§ **What the exercise asks**: Rewrite the records below, starting at the line containing "indicate the blurred" and ending at the line containing "Target: small round yellow bud", with the requests included. Shift every point coordinate in the answers up by 8, keep the sample coordinates in the requests unchanged, and leave out the pictures.
# Start of Material for this exercise
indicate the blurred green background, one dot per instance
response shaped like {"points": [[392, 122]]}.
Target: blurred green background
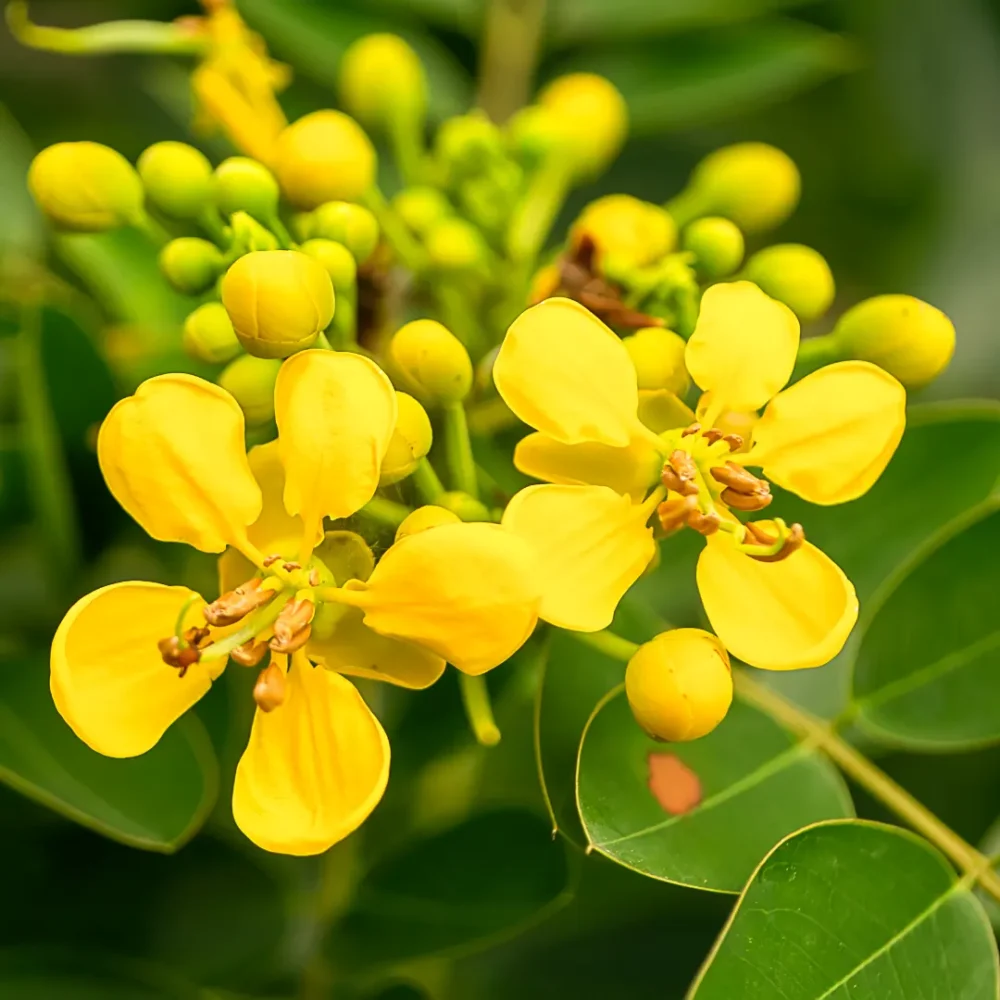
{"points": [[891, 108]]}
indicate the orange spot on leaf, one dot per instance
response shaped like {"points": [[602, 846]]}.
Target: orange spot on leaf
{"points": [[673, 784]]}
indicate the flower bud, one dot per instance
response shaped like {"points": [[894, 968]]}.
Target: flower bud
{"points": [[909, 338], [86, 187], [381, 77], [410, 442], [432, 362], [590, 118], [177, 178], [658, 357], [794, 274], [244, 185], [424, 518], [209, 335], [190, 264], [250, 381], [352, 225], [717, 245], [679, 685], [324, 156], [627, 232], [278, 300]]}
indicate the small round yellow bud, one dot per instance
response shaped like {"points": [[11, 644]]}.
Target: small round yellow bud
# End of Material for this exercise
# Start of Material for this exercise
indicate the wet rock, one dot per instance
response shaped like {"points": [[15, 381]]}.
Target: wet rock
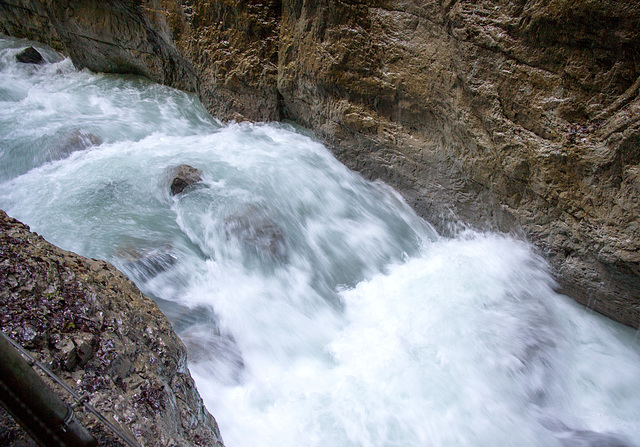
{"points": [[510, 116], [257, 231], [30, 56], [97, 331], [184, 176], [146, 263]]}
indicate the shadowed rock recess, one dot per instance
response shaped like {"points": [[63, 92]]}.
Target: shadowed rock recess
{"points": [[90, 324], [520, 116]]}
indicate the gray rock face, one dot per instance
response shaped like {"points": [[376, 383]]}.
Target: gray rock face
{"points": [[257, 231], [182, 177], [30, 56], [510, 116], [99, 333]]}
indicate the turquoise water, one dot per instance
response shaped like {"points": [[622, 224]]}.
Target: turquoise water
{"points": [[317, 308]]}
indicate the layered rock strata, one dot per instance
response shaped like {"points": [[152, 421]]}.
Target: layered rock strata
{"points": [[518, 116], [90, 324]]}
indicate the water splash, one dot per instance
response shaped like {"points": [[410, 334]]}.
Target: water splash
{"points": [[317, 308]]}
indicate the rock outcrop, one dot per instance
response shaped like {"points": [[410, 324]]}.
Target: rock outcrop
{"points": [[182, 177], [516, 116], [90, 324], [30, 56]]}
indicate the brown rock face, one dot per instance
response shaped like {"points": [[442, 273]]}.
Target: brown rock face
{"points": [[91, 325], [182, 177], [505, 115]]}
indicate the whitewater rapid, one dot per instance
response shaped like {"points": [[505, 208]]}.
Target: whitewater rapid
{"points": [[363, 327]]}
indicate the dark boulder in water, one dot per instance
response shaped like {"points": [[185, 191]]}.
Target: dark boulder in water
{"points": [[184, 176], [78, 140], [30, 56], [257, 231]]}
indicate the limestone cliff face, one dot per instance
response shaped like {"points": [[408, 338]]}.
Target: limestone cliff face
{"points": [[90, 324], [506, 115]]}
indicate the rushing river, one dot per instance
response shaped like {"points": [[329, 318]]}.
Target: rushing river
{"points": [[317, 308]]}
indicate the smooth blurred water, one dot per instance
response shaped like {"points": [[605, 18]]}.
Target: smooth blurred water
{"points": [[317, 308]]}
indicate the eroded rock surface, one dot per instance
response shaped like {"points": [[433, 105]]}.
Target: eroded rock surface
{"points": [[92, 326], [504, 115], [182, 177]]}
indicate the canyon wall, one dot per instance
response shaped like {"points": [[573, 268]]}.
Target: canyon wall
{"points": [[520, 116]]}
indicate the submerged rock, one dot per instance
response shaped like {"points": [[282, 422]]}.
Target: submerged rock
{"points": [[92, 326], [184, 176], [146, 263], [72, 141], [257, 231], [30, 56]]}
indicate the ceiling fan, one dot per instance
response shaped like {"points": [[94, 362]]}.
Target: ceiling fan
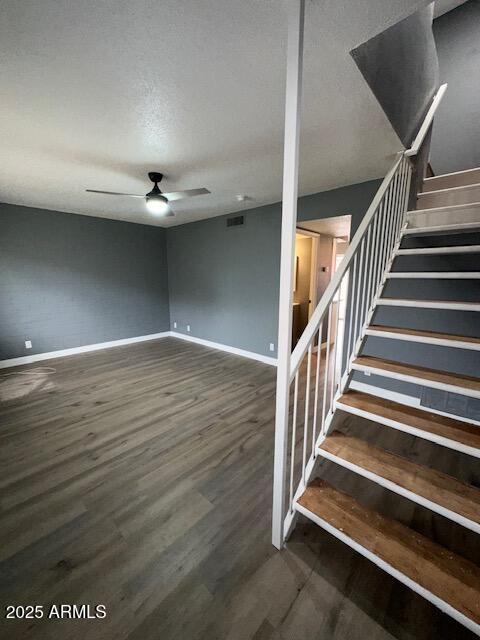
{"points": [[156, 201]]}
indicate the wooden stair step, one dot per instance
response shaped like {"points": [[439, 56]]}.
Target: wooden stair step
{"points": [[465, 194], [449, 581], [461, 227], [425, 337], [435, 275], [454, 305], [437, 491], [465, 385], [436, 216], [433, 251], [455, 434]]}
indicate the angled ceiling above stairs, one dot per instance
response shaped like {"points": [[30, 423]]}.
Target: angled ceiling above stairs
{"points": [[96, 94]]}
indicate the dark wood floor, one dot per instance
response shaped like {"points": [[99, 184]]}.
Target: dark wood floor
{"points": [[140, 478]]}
# End of Material for this exercise
§ **Finished task**:
indicate the blurred green background, one dot per instance
response shaped like {"points": [[392, 122]]}.
Target: blurred green background
{"points": [[899, 116]]}
indicate the orange spot on leaf, one dot per instance
response shaped like {"points": [[602, 846]]}.
Target: orange spot on leaf
{"points": [[681, 792]]}
indicate the flower bud, one dot per instance
response shaped like {"points": [[894, 968]]}.
Target: flower bud
{"points": [[917, 346], [94, 195], [389, 85], [418, 450], [440, 370], [598, 126], [185, 186], [666, 365], [802, 282], [252, 193], [432, 526], [217, 343], [198, 272], [258, 389], [360, 233], [725, 253], [687, 693], [332, 164], [635, 240], [286, 308]]}
indicate the small round yellow bud, one dot per instance
response shaped like {"points": [[11, 644]]}.
Target: small round yellow bud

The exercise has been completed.